◆ **REQUIRED WORK**
Put the rows from the line containing "Task: locate every instance of the electrical" through the line containing "<point>83,171</point>", both included, into a JSON list of strings with one string per line, skipping blank lines.

◆ **MATERIAL**
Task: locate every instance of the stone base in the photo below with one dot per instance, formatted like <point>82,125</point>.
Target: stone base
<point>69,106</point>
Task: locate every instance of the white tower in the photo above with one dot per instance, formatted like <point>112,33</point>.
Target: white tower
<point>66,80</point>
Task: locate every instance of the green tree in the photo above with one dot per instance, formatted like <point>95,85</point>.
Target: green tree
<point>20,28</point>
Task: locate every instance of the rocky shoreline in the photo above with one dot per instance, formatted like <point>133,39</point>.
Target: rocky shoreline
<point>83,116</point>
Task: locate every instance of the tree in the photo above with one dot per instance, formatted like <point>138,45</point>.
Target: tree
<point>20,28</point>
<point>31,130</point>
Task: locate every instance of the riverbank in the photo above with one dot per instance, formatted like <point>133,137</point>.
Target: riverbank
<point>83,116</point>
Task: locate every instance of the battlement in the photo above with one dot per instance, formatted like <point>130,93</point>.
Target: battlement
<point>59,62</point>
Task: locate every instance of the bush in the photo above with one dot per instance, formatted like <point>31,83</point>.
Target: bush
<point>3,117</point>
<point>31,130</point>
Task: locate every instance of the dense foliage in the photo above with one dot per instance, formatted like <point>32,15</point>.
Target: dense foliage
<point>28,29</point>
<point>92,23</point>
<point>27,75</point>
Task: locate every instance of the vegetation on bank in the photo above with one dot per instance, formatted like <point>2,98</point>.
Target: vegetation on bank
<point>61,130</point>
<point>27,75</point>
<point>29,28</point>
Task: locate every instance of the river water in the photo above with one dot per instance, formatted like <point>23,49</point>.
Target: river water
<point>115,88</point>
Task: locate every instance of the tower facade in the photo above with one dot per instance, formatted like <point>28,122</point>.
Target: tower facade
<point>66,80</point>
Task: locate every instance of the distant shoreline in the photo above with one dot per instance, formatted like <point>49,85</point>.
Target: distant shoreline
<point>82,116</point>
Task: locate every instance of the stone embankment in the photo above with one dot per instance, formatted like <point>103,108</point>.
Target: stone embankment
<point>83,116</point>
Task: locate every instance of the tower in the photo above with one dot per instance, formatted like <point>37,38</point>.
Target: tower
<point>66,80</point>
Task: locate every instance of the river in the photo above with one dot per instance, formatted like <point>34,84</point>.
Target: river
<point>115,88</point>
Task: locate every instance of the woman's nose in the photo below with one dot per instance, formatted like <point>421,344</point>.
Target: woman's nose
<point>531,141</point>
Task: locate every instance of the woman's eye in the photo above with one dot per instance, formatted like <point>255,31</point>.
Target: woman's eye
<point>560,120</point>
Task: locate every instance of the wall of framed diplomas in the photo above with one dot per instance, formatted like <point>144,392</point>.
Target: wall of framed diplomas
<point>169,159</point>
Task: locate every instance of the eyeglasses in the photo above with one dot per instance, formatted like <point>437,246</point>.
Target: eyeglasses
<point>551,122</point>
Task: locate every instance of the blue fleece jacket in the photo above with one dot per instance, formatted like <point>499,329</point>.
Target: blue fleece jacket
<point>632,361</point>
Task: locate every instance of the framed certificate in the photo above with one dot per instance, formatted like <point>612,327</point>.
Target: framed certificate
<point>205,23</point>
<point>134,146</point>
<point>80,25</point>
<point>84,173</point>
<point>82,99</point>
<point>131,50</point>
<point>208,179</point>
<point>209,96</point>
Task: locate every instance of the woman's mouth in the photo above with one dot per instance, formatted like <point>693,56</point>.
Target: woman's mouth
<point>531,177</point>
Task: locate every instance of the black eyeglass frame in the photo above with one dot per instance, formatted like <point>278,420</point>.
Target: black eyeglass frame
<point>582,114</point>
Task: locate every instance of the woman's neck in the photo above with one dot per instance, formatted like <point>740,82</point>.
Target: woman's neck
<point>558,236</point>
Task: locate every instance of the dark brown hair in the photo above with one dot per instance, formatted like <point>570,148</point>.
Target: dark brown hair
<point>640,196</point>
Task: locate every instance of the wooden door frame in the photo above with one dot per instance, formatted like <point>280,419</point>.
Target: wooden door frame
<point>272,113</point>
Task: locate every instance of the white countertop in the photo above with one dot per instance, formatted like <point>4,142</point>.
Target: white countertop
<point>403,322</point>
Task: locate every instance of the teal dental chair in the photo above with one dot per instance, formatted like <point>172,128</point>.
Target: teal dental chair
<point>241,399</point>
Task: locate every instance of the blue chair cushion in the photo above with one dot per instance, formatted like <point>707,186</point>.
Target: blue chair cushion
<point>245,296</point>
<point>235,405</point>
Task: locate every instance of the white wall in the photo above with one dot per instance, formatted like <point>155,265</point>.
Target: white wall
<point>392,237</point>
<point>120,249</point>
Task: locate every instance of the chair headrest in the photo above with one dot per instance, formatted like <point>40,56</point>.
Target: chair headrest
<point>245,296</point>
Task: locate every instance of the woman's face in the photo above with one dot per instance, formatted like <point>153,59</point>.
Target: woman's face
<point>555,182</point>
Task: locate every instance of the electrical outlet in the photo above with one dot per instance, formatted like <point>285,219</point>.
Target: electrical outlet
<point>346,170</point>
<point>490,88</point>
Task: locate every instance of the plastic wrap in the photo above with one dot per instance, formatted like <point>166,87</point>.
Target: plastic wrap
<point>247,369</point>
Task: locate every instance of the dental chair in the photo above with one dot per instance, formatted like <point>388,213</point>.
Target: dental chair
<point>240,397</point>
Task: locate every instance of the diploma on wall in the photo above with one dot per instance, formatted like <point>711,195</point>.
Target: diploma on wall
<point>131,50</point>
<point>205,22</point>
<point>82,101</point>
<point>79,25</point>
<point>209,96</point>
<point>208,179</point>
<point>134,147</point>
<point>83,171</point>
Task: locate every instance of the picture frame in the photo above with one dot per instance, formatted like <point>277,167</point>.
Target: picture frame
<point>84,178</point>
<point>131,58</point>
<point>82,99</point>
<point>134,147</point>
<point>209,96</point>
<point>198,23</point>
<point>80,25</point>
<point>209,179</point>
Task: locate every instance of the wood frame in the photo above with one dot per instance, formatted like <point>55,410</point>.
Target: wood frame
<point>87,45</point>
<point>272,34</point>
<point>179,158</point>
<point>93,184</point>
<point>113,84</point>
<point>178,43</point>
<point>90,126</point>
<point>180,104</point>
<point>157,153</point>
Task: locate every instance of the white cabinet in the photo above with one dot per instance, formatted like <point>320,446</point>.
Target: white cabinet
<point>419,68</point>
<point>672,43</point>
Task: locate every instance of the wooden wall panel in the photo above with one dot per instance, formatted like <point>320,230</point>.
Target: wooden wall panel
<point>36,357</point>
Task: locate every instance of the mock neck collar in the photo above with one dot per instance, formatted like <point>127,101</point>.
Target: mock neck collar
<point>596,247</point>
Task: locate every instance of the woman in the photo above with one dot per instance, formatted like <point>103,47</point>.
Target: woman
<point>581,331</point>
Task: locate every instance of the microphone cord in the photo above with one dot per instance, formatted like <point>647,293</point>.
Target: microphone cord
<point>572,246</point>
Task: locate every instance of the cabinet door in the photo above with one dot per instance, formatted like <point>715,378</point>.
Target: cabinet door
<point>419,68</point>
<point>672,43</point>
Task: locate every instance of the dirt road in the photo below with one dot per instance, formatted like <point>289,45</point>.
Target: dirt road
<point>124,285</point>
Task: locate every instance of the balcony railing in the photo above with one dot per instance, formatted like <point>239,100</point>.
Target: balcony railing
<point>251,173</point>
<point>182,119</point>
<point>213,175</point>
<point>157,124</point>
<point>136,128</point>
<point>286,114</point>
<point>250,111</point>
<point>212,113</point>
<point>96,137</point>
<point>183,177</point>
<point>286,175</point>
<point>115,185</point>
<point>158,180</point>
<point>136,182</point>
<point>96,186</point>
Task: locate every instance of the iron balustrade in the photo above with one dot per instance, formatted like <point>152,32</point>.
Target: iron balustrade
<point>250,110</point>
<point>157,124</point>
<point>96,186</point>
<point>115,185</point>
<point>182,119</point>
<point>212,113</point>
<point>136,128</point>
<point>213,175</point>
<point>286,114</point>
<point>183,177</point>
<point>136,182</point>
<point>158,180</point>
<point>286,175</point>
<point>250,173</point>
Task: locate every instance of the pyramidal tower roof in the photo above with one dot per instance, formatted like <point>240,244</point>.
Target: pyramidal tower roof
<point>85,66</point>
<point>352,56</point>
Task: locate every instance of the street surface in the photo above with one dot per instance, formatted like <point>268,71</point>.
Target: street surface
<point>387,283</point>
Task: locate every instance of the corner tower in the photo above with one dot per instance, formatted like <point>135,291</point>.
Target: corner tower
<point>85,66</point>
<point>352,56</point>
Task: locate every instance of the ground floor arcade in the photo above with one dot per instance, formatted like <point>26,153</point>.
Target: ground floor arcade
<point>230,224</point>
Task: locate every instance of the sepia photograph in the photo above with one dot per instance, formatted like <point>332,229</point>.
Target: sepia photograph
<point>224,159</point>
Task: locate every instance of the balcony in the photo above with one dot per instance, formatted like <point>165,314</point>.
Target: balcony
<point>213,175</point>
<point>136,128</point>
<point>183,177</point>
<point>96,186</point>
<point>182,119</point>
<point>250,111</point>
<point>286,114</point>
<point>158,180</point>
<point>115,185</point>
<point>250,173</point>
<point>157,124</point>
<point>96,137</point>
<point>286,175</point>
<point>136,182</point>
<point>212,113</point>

...

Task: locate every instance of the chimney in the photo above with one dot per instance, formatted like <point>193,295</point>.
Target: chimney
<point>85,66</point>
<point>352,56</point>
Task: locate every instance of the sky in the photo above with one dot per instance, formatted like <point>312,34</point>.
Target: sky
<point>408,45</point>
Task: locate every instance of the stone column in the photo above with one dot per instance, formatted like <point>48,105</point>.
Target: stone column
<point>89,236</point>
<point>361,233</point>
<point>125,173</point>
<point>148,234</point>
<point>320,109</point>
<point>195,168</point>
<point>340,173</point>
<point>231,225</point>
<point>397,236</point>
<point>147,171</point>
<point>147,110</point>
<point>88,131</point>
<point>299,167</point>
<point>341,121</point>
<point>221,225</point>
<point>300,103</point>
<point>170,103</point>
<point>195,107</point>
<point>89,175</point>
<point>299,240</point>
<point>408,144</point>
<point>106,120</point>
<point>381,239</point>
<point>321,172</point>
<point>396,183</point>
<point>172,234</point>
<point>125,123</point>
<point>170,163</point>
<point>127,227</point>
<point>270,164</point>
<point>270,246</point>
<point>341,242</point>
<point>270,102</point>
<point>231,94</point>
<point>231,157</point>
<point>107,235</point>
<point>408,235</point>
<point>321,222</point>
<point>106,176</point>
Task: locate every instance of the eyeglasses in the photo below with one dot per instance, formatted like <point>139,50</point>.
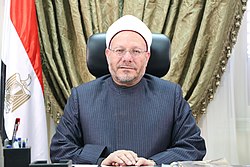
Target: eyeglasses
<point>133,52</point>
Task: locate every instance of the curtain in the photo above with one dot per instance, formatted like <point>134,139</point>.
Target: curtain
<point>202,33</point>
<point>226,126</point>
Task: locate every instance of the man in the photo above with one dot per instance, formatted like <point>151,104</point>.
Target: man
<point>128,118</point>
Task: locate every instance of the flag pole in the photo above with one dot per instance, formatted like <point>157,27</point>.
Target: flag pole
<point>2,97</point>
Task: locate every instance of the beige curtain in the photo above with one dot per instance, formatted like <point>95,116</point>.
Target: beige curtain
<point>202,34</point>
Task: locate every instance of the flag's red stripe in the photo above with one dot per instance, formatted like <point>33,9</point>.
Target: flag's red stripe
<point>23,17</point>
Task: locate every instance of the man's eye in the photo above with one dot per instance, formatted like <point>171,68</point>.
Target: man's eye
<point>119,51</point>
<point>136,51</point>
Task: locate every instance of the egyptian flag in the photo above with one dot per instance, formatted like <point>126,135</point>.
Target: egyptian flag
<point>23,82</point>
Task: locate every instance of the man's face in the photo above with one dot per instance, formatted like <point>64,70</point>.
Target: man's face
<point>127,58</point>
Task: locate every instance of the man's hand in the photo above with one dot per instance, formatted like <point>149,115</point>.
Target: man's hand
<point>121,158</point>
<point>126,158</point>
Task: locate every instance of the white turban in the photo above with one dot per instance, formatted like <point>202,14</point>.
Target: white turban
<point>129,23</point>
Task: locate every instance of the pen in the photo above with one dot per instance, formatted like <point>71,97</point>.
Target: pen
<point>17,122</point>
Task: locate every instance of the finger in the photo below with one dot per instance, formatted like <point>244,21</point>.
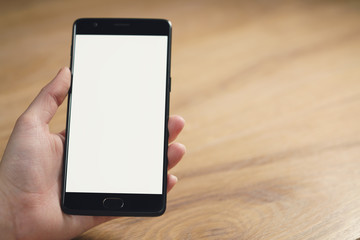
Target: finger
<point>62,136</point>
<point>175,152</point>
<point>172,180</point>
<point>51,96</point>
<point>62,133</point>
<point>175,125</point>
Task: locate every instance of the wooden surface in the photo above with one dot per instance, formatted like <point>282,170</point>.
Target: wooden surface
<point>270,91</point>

...

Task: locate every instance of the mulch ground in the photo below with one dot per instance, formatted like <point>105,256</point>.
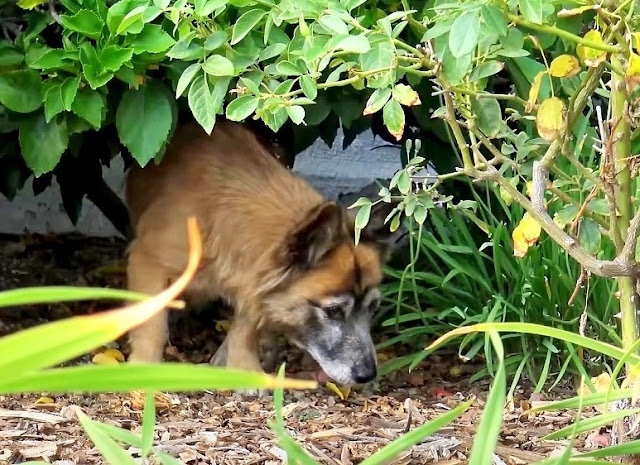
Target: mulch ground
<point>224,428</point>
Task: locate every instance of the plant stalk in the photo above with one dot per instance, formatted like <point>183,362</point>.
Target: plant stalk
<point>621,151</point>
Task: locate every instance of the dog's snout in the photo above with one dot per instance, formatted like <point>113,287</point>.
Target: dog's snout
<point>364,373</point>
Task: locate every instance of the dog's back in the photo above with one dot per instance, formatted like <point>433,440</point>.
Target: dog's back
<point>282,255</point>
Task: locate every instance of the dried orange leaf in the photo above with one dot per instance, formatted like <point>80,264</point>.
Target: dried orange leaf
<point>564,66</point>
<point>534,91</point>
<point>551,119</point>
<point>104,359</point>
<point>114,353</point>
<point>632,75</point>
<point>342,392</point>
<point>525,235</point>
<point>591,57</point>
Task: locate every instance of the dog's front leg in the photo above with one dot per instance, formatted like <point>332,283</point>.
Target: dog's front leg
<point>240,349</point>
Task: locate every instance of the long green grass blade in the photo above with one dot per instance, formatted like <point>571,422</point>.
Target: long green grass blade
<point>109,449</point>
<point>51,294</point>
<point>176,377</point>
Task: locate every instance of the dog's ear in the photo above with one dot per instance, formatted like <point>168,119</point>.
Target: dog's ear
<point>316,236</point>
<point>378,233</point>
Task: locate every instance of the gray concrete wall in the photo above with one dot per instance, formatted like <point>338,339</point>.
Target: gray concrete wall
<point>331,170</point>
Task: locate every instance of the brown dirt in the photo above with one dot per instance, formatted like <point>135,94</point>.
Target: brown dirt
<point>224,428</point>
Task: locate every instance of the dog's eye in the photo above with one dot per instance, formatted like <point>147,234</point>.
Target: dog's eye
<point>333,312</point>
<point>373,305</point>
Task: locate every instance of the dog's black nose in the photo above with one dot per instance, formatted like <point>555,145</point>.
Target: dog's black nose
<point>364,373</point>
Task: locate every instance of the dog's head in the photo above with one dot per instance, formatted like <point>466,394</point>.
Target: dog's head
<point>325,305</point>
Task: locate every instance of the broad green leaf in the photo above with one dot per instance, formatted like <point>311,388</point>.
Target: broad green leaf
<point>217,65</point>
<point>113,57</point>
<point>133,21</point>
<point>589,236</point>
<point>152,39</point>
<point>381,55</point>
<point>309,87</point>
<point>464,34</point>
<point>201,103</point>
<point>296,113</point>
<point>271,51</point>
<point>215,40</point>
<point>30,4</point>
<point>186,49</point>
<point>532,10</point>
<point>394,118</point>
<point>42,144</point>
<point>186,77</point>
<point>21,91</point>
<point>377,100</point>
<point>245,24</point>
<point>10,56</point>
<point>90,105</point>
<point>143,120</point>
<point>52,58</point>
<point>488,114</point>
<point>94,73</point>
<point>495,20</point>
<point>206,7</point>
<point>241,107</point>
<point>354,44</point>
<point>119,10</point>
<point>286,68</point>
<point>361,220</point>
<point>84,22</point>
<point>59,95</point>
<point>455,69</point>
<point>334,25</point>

◆ **SOLUTION**
[
  "Task: locate every instance of the electrical outlet in the photo above with one dot per instance, formatted like <point>285,219</point>.",
  "Target: electrical outlet",
  "<point>346,170</point>",
  "<point>490,88</point>",
  "Task: locate every instance of the plastic wrap in the photo above with one dot per instance, formatted like <point>166,87</point>.",
  "Target: plastic wrap",
  "<point>247,369</point>",
  "Task: locate every instance of the dental chair in the photo above with one dot per instance, formatted like <point>388,213</point>.",
  "Target: dental chair",
  "<point>240,397</point>",
  "Task: locate every instance of the diploma on wall in the photo above with one dot per instance, formatted like <point>711,195</point>.",
  "Target: diploma on wall",
  "<point>131,50</point>",
  "<point>205,22</point>",
  "<point>82,101</point>",
  "<point>79,25</point>",
  "<point>209,96</point>",
  "<point>208,179</point>",
  "<point>134,147</point>",
  "<point>83,171</point>"
]